======== DATA

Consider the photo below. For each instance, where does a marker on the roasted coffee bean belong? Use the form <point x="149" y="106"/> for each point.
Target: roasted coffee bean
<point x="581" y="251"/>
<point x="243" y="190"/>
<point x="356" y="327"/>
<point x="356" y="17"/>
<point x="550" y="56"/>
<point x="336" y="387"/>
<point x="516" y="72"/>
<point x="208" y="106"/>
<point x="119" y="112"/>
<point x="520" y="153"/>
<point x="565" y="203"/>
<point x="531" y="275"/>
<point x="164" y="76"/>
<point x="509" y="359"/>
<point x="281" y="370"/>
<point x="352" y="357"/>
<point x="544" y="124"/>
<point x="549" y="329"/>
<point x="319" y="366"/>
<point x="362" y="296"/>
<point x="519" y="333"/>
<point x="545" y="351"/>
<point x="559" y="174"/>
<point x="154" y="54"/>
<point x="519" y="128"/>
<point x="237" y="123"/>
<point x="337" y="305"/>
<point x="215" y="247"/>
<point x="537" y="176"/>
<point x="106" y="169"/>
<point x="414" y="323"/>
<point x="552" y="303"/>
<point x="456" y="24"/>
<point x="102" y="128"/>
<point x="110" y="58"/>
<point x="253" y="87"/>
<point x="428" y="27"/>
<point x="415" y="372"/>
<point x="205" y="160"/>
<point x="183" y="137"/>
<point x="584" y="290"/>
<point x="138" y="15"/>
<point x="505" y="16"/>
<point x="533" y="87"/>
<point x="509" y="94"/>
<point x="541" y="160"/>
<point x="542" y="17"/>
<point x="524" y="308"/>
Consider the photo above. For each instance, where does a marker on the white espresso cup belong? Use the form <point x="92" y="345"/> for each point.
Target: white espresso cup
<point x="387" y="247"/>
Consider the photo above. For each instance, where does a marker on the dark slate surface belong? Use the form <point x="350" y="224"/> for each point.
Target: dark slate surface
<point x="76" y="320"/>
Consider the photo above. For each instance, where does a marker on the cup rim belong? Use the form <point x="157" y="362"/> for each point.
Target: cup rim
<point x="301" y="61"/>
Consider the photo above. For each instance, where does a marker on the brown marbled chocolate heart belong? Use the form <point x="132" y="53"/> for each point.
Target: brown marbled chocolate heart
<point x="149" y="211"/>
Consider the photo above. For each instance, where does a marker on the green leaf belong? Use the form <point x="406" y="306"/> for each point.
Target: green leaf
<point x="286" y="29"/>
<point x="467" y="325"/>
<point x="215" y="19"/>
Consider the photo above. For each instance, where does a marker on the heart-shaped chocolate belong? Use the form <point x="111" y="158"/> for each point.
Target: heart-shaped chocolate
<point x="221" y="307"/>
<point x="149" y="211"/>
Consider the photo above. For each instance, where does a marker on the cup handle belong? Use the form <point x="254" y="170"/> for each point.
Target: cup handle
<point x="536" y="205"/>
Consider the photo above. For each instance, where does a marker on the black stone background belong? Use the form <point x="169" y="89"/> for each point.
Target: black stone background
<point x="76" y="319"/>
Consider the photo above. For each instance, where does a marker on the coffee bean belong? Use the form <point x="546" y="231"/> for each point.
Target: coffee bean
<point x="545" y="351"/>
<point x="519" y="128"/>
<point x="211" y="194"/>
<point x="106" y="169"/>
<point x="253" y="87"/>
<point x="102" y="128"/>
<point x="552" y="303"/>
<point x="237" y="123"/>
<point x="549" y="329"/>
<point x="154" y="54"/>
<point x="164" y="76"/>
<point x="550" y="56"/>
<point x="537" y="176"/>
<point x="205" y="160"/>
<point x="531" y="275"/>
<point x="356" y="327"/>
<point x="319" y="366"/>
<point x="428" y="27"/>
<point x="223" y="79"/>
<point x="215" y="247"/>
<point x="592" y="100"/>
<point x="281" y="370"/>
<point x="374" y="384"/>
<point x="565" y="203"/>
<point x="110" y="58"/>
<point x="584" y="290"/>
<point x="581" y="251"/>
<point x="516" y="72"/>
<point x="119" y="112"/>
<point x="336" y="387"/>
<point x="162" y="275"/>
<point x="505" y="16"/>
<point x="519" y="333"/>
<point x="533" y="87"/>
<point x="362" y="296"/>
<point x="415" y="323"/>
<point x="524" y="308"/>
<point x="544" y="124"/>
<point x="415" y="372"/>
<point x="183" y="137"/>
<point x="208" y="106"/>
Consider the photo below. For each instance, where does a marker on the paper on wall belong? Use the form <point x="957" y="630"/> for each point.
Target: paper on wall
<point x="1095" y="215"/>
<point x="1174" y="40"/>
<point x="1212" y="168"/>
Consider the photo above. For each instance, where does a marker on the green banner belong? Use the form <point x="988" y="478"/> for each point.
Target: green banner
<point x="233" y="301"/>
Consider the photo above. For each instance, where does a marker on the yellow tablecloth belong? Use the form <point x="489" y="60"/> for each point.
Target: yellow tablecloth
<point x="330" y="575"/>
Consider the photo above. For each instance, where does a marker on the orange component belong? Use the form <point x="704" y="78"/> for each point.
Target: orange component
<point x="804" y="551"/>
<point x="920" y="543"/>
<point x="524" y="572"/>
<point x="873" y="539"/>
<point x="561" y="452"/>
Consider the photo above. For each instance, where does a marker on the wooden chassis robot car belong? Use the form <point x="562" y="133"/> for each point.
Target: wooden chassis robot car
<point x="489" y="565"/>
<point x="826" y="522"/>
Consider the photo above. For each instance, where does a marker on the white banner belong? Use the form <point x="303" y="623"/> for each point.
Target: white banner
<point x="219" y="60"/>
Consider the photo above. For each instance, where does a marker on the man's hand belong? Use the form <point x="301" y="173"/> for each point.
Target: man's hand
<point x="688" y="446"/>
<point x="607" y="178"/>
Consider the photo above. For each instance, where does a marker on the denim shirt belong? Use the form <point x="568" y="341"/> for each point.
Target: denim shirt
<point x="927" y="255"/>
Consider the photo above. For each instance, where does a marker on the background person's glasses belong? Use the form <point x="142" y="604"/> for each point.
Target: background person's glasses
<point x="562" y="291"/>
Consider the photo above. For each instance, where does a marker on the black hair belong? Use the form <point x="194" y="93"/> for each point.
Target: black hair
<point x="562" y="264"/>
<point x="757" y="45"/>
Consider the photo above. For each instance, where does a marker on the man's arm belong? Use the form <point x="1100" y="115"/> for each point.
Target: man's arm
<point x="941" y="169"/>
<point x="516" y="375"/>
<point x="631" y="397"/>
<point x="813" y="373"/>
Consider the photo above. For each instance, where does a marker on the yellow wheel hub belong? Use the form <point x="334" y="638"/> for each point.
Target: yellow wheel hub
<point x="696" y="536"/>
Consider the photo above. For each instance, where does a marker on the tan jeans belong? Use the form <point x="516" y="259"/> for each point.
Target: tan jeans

================

*WHAT IS REQUIRED*: Return the listing above in its exact form.

*SOLUTION BELOW*:
Consider the photo below. For each instance, where does a marker on the roasted coffee bean belong? Use the form <point x="149" y="106"/> for each point.
Target: roasted coffee bean
<point x="581" y="251"/>
<point x="243" y="190"/>
<point x="356" y="327"/>
<point x="356" y="17"/>
<point x="550" y="56"/>
<point x="336" y="387"/>
<point x="516" y="72"/>
<point x="208" y="106"/>
<point x="119" y="112"/>
<point x="520" y="153"/>
<point x="565" y="203"/>
<point x="531" y="275"/>
<point x="164" y="76"/>
<point x="509" y="359"/>
<point x="281" y="370"/>
<point x="352" y="357"/>
<point x="544" y="124"/>
<point x="549" y="329"/>
<point x="319" y="366"/>
<point x="362" y="296"/>
<point x="519" y="333"/>
<point x="545" y="351"/>
<point x="559" y="174"/>
<point x="154" y="54"/>
<point x="519" y="128"/>
<point x="237" y="123"/>
<point x="337" y="305"/>
<point x="215" y="247"/>
<point x="537" y="176"/>
<point x="106" y="169"/>
<point x="414" y="323"/>
<point x="552" y="303"/>
<point x="456" y="24"/>
<point x="102" y="128"/>
<point x="110" y="58"/>
<point x="253" y="87"/>
<point x="428" y="27"/>
<point x="415" y="372"/>
<point x="205" y="160"/>
<point x="183" y="137"/>
<point x="584" y="290"/>
<point x="138" y="15"/>
<point x="505" y="16"/>
<point x="533" y="87"/>
<point x="509" y="94"/>
<point x="541" y="160"/>
<point x="542" y="17"/>
<point x="524" y="308"/>
Consider the photo above. For each instance, where does a marker on the white espresso cup belong? Use the form <point x="92" y="345"/> for each point.
Target: white espresso cup
<point x="387" y="247"/>
Consider the photo above. For each instance, where does a marker on the dark slate surface belong? Use the form <point x="350" y="224"/> for each point.
Target: dark slate surface
<point x="76" y="320"/>
Consider the photo above. For each instance, where does a marker on the cup rim belong? Use the form <point x="157" y="362"/> for each point.
Target: cup rim
<point x="301" y="61"/>
Consider the photo above. For each instance, where does a marker on the brown marbled chocolate heart belong? Use the form <point x="132" y="53"/> for each point.
Target: brown marbled chocolate heart
<point x="149" y="211"/>
Consider the photo above. For each instance, where does a marker on the green leaf belong? Use the form <point x="406" y="306"/> for each point.
Target: green leaf
<point x="286" y="29"/>
<point x="467" y="325"/>
<point x="215" y="19"/>
Consider the photo above. For each instance, where does a marker on the heart-shaped chocolate belong? Use the form <point x="111" y="158"/> for each point.
Target: heart-shaped chocolate
<point x="221" y="307"/>
<point x="149" y="211"/>
Consider the photo above. For each instance, where does a marker on the cup handle belong? Use the form <point x="254" y="170"/> for each point.
Target: cup handle
<point x="536" y="205"/>
Consider the photo above. For each instance, where does a marker on the black stone background belong? Use the form <point x="169" y="89"/> for each point.
Target: black stone background
<point x="76" y="319"/>
Consider the photo above. For each instance, where does a marker on the coffee bean belong? Use the form <point x="546" y="231"/> for each point.
Target: coffee bean
<point x="545" y="351"/>
<point x="519" y="128"/>
<point x="211" y="194"/>
<point x="106" y="169"/>
<point x="253" y="87"/>
<point x="102" y="128"/>
<point x="552" y="303"/>
<point x="237" y="123"/>
<point x="549" y="329"/>
<point x="154" y="54"/>
<point x="164" y="76"/>
<point x="550" y="56"/>
<point x="537" y="176"/>
<point x="205" y="160"/>
<point x="531" y="275"/>
<point x="356" y="327"/>
<point x="319" y="366"/>
<point x="428" y="27"/>
<point x="223" y="79"/>
<point x="215" y="247"/>
<point x="592" y="100"/>
<point x="281" y="370"/>
<point x="374" y="384"/>
<point x="565" y="203"/>
<point x="110" y="58"/>
<point x="584" y="290"/>
<point x="581" y="251"/>
<point x="516" y="72"/>
<point x="119" y="112"/>
<point x="336" y="387"/>
<point x="162" y="275"/>
<point x="505" y="16"/>
<point x="519" y="333"/>
<point x="533" y="87"/>
<point x="362" y="296"/>
<point x="415" y="323"/>
<point x="524" y="308"/>
<point x="544" y="124"/>
<point x="415" y="372"/>
<point x="183" y="137"/>
<point x="208" y="106"/>
Consider the photo below. For each instance, where does a marker on the paper on wall belong? Use the form <point x="957" y="630"/> for each point.
Target: paper on wall
<point x="1095" y="215"/>
<point x="1174" y="40"/>
<point x="1212" y="168"/>
Consider the photo above. For each instance, where does a marker on the green banner belong? Use the form <point x="988" y="478"/> for each point.
Target: green banner
<point x="233" y="301"/>
Consider the photo above. For each instance, where does a marker on the yellow tablecloth belong? Use the form <point x="489" y="60"/> for each point.
Target: yellow tablecloth
<point x="330" y="575"/>
Consider the photo above. For each instance, where does a marker on the orange component belong? Use the form <point x="704" y="78"/> for each point.
Target: orange component
<point x="804" y="551"/>
<point x="920" y="543"/>
<point x="524" y="572"/>
<point x="873" y="539"/>
<point x="561" y="452"/>
Consider the photo above. For each instance, where does a marker on the wooden chassis robot car belong? Use the form <point x="562" y="133"/> for each point.
Target: wooden chassis robot car
<point x="489" y="565"/>
<point x="826" y="522"/>
Consider the photo above. For each instance, where does a marker on the white banner belong? Use the form <point x="303" y="623"/> for each point.
Target: white banner
<point x="219" y="60"/>
Consider the photo above. For each instance, where does a marker on the man's hand belong? Use the form <point x="301" y="173"/> for each point.
Target: man's hand
<point x="688" y="446"/>
<point x="607" y="178"/>
Consider the photo above. For each instance, where does a marker on the denim shirt belong? Use the form <point x="568" y="341"/> for each point.
Target: denim shirt
<point x="927" y="255"/>
Consider the photo above. For each instance, where does a marker on the background person's glasses belong? Use the form <point x="142" y="604"/> for each point.
Target: background person's glasses
<point x="562" y="291"/>
Consider the photo above. For each instance, where does a marker on the black hair belong? Use the form <point x="194" y="93"/> for each point.
Target: black hair
<point x="562" y="264"/>
<point x="757" y="45"/>
Consider the photo above. For each instance, where does a marker on the man's arm belong? Use the form <point x="1100" y="115"/> for each point.
Target: man's arm
<point x="941" y="169"/>
<point x="516" y="375"/>
<point x="631" y="397"/>
<point x="813" y="373"/>
Consider the photo above. For each instance, where does a marker on the yellow wheel hub belong? Use the form <point x="334" y="638"/> for each point.
Target: yellow wheel hub
<point x="696" y="536"/>
Consider the photo above. For each instance, where does a marker on the tan jeans belong? Use the form <point x="516" y="259"/> for each point.
Target: tan jeans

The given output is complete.